PROBLEM TO SOLVE: Reproduce word for word the part of the records below that opens with the line containing "Task: check that each instance of the dark sky" and closes with the line containing "[(312, 55)]", including both of those lines and nothing else.

SUPPLIED MATERIAL:
════════

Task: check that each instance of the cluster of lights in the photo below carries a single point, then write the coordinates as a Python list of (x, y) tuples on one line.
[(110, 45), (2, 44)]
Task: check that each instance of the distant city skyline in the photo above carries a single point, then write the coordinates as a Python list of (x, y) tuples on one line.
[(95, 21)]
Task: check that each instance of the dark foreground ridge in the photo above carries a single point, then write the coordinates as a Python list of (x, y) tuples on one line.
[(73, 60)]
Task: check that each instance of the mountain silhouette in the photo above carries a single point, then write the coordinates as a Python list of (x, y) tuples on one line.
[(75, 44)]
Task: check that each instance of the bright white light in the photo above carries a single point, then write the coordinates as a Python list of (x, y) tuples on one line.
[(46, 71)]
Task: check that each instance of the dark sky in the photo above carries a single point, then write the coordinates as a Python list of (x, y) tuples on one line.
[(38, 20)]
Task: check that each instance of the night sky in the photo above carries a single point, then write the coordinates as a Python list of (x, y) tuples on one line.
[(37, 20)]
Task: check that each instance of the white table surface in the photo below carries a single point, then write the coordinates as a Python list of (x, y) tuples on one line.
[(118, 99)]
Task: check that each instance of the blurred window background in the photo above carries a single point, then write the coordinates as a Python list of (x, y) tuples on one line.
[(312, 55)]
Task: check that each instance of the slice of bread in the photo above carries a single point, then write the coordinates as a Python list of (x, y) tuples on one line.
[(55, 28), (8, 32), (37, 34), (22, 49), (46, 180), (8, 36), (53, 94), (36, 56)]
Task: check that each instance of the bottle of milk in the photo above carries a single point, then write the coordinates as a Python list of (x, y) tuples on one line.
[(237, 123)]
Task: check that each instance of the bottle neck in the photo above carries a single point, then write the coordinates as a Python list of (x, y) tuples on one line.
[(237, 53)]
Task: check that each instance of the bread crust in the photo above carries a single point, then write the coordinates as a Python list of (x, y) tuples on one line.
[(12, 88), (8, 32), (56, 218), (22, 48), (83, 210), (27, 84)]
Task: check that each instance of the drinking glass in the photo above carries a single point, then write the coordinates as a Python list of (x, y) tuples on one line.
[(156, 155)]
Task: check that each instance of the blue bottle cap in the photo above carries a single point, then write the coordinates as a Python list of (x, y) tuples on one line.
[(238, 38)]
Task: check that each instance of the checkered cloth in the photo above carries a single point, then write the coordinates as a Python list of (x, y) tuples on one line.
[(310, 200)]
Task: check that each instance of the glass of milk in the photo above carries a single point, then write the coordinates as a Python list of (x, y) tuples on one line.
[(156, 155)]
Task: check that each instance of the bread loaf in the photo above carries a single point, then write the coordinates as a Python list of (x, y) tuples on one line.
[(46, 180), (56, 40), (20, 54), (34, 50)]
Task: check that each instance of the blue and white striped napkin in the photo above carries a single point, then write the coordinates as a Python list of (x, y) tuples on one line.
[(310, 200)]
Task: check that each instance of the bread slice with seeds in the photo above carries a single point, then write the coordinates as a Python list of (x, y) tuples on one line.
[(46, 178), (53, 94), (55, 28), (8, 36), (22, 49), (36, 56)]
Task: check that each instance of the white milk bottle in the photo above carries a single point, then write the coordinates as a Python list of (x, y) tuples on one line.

════════

WRITTEN RESPONSE:
Task: check that each instance of the dark sky in the photo above carries a single point, then write the coordinates as a Python list of (x, y) tuples on one line.
[(38, 20)]
Task: check that each instance of the night sky in the photo above carries a single point, then write the coordinates as a Python list of (x, y) tuples on one line.
[(37, 20)]
Task: check that each instance of the white table surface in the photo below carries a single point, then write the coordinates as a Python list of (x, y) tuples on one line.
[(118, 99)]
Task: check that each instance of the blurred window background in the photo above carries a single point, then write the coordinates as a Python list of (x, y) tuples on one line.
[(312, 55)]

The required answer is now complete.